▸ SOAL LATIHAN:
- A) Dalam artikel tentang layanan asuransi online, berapa perolehan premi asuransi jiwa sepanjang tahun 2015 menurut catatan AAJI?
- B) Tolong lanjutkan artikel tentang layanan asuransi online, dimulai setelah kalimat terakhir yang ditampilkan.

▸ KUTIPAN SUMBER:
Reporter: Adi Wikanto, Mona Tobing | Editor: Adi Wikanto
Jakarta. Layanan online kini semakin digandrungi. Selain mudah dan cepat, layanan digital berbasis internet biasanya menguntungkan dari sisi finansial karena lebih hemat bagi banyak pihak.
Di industri keuangan, khususnya di perasuransian, semakin banyak perusahaan menyediakan layanan online. Terutama di industri asuransi umum, PT Asuransi Adira Dinamika (Adira Insurance), PT Asuransi Astra Buana (Asuransi Astra) dan PT Asuransi AXA Indonesia (AXA GI Indonesia) sudah menggunakan e-commerce untuk jualan produknya.
Sedang di asuransi jiwa, layanan digital berbasis internet ini masih jarang. Perusahaan asuransi jiwa masih mengandalkan jalur pemasaran keagenan untuk mengumpulkan premi.
Wajar saja, sejauh ini jalur keagenan memang selalu berkontribusi terbesar dalam premi asuransi jiwa. Asosiasi Asuransi Jiwa Indonesia (AAJI) mencatat perolehan premi asuransi jiwa sepanjang tahun 2015 mencapai Rp 132,74 triliun.
Dari jumlah itu, kontribusi agen asuransi terhadap perolehan premi asuransi jiwa mencapai 50%. Sedangkan, jalur bancassurance menyumbang 40% total premi dan sisanya 10% dari jalur alternatif, seperti telemarketing dan e-commerce.
Padahal, jalur keagenan memakan biaya terbesar dibandingkan jalur pemasaran asuransi yang lain. Di jalur keagenan, perusahaan asuransi harus merogoh kocek untuk perekrutan, pelatihan, hingga gaji rutin bulanan dan bonus.

▸ BARIS DATA:
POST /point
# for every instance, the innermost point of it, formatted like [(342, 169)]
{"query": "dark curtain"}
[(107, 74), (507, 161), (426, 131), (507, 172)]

▸ JAWABAN TERTULIS:
- A) Rp 132,74 triliun.

- B)
Berbeda dengan jalur layanan lainnya seperti e-commerce, perusahaan hanya investasi untuk pembuatan aplikasi dan pengelolaan. “Dibandingkan dengan keagenan, kanal e-commerce bisa menghemat banyak biaya, penghematannya bisa mencapai 50%,” ujar Togar Pasaribu, Direktur Eksekutif Asosiasi Asuransi Jiwa Indonesia (AAJI).
Menurut Togar, semakin efisien biaya perusahaan asuransi, premi yang dibayarkan nasabah juga semakin murah. Hal ini bisa menjadi stimulus bagi industri asuransi, penjualan bisa terdongkrak. Penetrasi asuransi jiwa yang selama ini berada di level 2% pun diyakini bisa meningkat.
Penghematan biaya yang berujung pada tarif premi lebih murah sudah dibuktikan oleh PT Central Asia Financial atau Asuransi JAGADIRI. Di Indonesia, hingga saat ini, JAGADIRI tercatat sebagai satu-satunya perusahaan asuransi jiwa yang menempuh jalur e-commerce untuk memasarkan asuransi.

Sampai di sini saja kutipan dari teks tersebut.